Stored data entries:
────
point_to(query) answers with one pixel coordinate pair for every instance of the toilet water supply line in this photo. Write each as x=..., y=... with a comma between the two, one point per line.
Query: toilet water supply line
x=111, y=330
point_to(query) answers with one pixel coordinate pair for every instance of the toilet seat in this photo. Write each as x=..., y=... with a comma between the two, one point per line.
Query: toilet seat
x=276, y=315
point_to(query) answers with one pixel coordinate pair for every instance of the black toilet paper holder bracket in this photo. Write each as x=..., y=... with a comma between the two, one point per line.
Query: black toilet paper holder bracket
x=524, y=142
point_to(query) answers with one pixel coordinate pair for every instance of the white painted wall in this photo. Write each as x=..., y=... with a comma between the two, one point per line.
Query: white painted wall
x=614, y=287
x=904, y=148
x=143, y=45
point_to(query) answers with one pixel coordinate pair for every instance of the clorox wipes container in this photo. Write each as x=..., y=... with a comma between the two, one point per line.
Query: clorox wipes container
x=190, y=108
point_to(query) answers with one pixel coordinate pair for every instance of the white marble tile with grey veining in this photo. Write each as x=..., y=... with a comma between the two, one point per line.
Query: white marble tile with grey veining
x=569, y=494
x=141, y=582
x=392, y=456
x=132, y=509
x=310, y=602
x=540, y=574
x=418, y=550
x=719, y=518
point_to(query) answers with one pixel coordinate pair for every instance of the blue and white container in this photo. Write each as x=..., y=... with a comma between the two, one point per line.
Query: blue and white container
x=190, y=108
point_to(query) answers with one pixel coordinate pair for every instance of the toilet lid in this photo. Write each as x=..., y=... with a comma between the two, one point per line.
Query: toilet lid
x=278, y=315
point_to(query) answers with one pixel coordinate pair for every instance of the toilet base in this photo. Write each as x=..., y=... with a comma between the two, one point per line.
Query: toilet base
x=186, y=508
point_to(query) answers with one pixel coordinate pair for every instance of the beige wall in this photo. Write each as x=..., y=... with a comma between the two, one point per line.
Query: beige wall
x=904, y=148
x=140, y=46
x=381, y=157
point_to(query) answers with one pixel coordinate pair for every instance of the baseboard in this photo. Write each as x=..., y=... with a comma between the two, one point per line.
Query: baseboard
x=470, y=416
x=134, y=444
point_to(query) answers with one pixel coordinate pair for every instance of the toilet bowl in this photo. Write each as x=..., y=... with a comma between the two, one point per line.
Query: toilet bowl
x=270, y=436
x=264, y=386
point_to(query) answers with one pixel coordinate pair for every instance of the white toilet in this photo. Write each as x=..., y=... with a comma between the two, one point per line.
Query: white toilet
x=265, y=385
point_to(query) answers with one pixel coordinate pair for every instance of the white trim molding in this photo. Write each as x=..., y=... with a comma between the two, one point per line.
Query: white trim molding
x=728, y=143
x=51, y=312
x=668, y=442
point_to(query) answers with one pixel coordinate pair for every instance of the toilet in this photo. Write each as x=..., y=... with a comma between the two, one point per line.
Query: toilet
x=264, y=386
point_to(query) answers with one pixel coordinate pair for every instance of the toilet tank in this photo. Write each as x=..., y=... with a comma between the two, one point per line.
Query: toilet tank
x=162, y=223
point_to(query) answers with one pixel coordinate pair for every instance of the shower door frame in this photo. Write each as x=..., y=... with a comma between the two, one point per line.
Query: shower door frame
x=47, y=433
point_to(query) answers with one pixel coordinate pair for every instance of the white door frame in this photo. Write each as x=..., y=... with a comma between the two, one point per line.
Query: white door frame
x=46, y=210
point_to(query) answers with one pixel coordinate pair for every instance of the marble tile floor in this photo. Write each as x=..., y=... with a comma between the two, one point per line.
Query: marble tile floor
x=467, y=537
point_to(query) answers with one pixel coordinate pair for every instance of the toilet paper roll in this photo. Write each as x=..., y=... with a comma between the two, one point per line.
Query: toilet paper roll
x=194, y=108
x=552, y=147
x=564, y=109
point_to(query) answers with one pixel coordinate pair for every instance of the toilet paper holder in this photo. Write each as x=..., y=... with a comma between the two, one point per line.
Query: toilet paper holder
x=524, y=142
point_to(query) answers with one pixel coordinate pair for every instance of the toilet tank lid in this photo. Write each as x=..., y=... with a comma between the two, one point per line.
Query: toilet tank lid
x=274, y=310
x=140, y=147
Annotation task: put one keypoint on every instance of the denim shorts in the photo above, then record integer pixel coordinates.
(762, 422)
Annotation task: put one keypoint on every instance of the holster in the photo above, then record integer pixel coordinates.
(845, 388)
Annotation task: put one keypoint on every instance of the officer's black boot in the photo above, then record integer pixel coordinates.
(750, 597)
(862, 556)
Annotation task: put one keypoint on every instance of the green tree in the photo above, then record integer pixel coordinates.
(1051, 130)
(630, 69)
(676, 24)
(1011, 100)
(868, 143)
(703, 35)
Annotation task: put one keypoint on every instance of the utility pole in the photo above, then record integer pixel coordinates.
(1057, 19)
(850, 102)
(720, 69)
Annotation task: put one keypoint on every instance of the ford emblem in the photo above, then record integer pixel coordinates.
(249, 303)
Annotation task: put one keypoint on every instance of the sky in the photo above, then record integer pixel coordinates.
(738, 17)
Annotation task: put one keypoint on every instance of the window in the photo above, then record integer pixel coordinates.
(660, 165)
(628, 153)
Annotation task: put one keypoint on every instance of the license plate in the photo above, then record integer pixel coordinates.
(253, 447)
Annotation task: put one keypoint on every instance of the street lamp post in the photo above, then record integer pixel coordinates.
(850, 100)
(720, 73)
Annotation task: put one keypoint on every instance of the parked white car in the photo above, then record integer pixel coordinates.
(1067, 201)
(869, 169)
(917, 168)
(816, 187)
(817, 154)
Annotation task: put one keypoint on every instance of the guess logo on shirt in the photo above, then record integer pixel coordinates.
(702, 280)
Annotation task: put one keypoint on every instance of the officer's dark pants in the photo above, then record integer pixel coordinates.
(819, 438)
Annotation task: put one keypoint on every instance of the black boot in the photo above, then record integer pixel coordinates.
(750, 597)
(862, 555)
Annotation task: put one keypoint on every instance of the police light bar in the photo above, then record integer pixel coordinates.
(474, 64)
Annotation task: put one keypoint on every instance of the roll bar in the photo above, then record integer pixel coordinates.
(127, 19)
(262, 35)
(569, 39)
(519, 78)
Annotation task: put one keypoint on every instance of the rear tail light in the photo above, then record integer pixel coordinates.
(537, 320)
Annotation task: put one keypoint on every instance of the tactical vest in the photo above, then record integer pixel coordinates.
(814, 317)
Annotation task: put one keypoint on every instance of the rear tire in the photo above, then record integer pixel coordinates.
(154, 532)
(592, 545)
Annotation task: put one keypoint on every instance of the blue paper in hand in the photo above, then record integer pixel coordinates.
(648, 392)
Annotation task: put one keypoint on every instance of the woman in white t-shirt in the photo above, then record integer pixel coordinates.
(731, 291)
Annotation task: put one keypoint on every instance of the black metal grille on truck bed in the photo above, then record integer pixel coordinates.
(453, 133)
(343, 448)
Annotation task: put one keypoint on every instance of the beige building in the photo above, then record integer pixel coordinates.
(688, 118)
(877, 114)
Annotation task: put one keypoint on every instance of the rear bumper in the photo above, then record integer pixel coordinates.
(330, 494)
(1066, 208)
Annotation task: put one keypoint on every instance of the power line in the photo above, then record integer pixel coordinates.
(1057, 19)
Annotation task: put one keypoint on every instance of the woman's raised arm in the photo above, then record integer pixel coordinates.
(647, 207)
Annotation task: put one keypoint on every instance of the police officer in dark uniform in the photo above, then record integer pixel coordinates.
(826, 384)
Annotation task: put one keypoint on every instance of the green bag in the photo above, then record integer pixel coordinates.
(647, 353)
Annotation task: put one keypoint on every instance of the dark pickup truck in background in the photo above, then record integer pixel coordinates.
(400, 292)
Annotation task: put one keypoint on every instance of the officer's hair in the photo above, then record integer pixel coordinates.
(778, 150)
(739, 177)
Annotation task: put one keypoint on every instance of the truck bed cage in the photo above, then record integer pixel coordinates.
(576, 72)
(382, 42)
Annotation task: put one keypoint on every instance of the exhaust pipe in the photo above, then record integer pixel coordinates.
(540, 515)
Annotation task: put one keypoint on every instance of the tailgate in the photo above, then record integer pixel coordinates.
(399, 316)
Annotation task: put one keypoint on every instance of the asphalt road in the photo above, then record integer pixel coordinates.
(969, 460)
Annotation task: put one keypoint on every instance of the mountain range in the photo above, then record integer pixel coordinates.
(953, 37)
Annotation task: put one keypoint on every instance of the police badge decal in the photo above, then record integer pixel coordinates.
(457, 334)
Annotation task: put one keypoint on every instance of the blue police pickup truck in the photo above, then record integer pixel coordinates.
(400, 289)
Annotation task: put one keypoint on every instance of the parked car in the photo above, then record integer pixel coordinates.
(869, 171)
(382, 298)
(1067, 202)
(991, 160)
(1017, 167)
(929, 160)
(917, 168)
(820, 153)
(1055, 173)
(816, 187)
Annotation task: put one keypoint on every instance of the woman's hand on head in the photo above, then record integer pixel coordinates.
────
- [What to produce]
The response must consist solely of the lines from the top of the records through the line holding "the white painted", copied word for word.

- [Answer for this exercise]
point_to(query) answers with one pixel coordinate pair for every instance of the toilet water supply line in this photo. Write each as x=..., y=... with a comma between the two, one point per line.
Query: toilet water supply line
x=111, y=330
point_to(query) answers with one pixel coordinate pair for every instance of the toilet seat in this photo. Write each as x=..., y=... with a comma between the two, one point per line.
Query: toilet seat
x=276, y=315
point_to(query) answers with one pixel coordinate pair for every instance of the black toilet paper holder bracket in this photo. Write each as x=..., y=... with a comma between the two, one point per line.
Query: black toilet paper holder bracket
x=524, y=142
point_to(query) answers with one pixel coordinate pair for every instance of the white painted wall in this photo. Write each as x=..., y=... with a comma between the two, one point per line.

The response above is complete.